▸ SELECTED EXCERPT:
================================

It's pretty accessible as long as you know a few tricks to deal with
it. The main content of most widgets reads the way a web page does. Do
change the widget's preferences, you need to flip it over though. The
way you do this with Voiceover is to go to the bottom right corner of
the widget (i.e. last item). It should be an image. Route the mouse to
the voiceover with ctrl-option-command-f5 (if you have the mouse
following the Voiceover cursor you can skip this as you'll already be
routed) and click with ctrl-option-shift-space. When you're done flip
the widget back over by repeating this process. To switch between
widgets press ctrl-option-f2 twice, the voiceover window chooser
becomes the widget chooser while in Dashboard.
A side note: you can bring up Dashboard from anywhere by pressing f12,
though you can change this key if you want.
I haven't made a widget myself, so no idea how that's done.
OS X comes with a default set of widgets, one of which is a weather
widget. The issue with it though is that for certain areas it seems to
be inaccurate. I remember in Phoenix, when it was about 105 degrees
out, the weather widget would say that it was 60 with a high of 65
which I knew perfectly well it wasn't and yes, the measurement was set
correctly. Not sure where it gets its information, and I'd have to
think that it's been corrected by now as that was over a year ago.

================================

Entries from an annotation dataset
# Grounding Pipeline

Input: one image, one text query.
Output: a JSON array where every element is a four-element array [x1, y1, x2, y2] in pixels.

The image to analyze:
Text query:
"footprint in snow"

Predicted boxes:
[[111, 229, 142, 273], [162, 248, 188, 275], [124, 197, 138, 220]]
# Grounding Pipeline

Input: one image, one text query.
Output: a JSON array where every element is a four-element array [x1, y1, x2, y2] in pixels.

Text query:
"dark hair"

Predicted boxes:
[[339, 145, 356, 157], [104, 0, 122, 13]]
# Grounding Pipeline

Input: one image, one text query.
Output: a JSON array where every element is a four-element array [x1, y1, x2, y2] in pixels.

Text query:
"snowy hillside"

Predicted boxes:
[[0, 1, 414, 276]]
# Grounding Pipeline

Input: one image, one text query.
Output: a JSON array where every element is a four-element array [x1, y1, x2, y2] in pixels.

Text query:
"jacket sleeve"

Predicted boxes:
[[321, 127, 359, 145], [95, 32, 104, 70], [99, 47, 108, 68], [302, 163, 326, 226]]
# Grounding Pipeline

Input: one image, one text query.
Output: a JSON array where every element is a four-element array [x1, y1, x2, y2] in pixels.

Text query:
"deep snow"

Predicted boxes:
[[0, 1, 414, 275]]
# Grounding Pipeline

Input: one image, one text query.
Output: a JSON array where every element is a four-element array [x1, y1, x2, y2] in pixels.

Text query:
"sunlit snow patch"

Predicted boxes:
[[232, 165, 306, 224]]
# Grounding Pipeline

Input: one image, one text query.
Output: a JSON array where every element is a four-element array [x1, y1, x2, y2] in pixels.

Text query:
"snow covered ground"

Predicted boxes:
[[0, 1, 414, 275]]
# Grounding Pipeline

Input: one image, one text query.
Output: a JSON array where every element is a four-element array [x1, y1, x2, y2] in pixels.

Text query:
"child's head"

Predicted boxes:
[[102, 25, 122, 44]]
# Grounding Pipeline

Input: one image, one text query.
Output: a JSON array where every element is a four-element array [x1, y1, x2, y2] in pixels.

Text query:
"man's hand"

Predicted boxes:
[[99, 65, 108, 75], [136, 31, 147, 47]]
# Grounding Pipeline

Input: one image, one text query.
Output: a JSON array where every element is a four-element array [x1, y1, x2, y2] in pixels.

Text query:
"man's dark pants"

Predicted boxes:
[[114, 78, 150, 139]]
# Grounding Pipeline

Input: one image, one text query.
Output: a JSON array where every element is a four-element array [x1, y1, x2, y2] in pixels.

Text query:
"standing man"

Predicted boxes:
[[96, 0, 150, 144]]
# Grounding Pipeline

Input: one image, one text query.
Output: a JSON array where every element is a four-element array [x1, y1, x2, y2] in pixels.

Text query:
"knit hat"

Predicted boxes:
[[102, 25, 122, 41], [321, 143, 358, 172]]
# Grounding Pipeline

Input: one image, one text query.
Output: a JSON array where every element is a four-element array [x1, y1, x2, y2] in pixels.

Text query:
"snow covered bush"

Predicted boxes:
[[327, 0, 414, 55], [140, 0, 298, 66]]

================================

▸ THINGS TO DO:
(a) Translate this sentence from the text on Dashboard widgets into Spanish: "OS X comes with a default set of widgets, one of which is a weather widget."
(b) Write the next part of the text on Dashboard widgets, starting after its final sentence.

▸ ANSWERS TO THE TASKS:
(a) OS X incluye un conjunto predeterminado de widgets, uno de los cuales es un widget del tiempo.

(b)
It's accurate for me now, but I'm in a different area. Give it a shot
and see how it works for you.
On Oct 23, 2008, at 14:04, Dan Geise wrote:
hello all,
I was playing arround in the applications folder and found a app
called dashboard. I went into safari and looked it up and I guess
you can make your own widgets...Does this work for us and what kind
of widgets do you all have, It would be nice to have a weather
forcast and perhaps one that apple recomended was one to get food
recipes. what do you all think.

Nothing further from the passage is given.